The task requires repeating, word for word, the lines from the one with "Set-play tagging: locate each instance of the bare" through the end of the material, leaving out all pictures.

○ ○ ○ ○

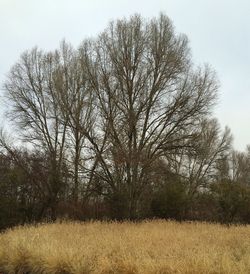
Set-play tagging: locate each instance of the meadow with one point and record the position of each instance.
(146, 247)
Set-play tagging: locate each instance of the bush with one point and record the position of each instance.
(170, 201)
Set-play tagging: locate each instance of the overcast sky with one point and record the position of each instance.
(218, 30)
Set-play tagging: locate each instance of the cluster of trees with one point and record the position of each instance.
(119, 128)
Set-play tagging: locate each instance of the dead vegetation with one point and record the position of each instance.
(146, 247)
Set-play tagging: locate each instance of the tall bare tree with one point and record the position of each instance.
(32, 94)
(149, 100)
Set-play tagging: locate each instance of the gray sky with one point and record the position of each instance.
(218, 30)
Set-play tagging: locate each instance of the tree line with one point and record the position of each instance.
(119, 128)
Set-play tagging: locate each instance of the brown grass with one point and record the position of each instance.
(147, 247)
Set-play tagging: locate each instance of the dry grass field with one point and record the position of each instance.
(147, 247)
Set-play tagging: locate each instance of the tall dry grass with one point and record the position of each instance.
(147, 247)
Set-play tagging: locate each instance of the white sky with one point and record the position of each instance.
(218, 30)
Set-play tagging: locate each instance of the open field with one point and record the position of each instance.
(147, 247)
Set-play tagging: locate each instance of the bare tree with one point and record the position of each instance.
(32, 94)
(149, 100)
(197, 164)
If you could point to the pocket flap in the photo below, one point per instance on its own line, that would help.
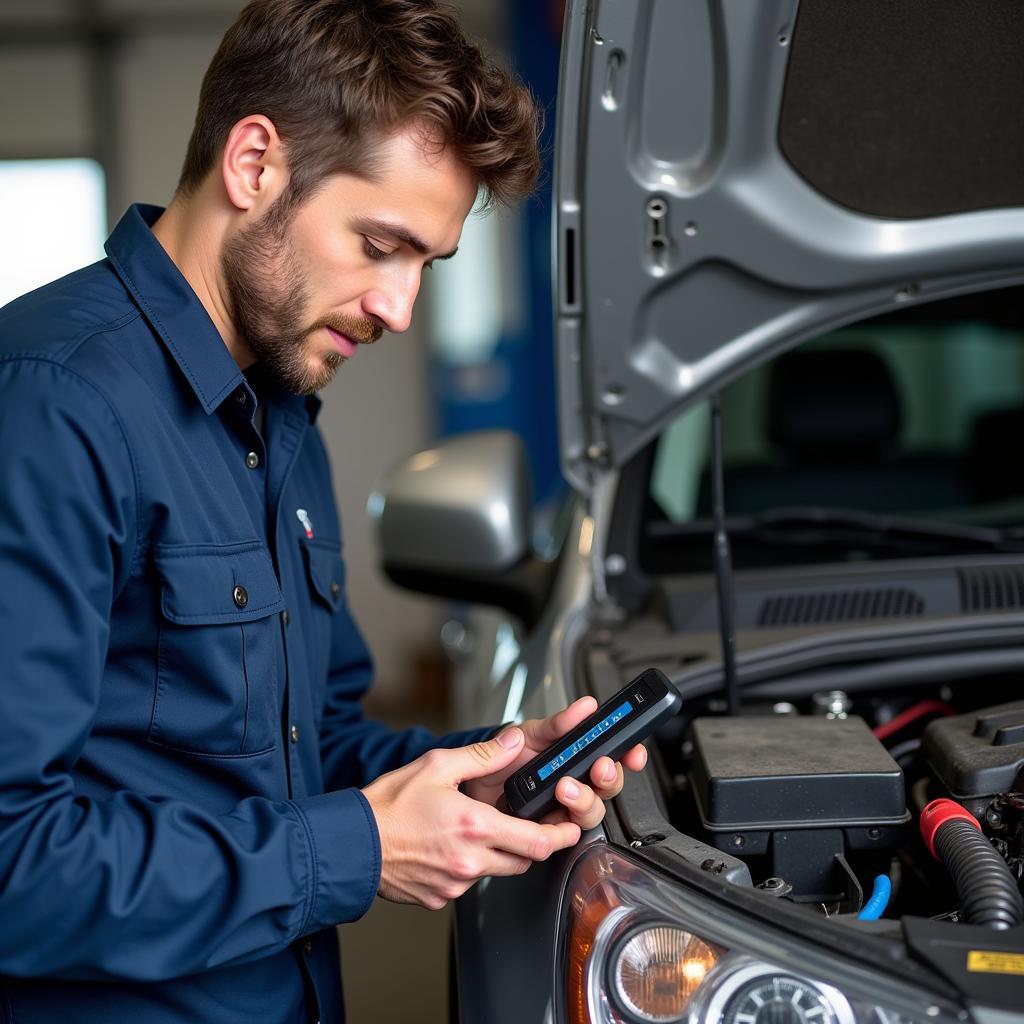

○ ○ ○ ○

**OUTPUT FOR THIS EXERCISE**.
Set-play tagging: locate each instance of the bare tree with one point and record the position of each instance.
(32, 94)
(149, 100)
(197, 164)
If you could point to the pocket flap in the photo below, one point per instance on its own line, that would help.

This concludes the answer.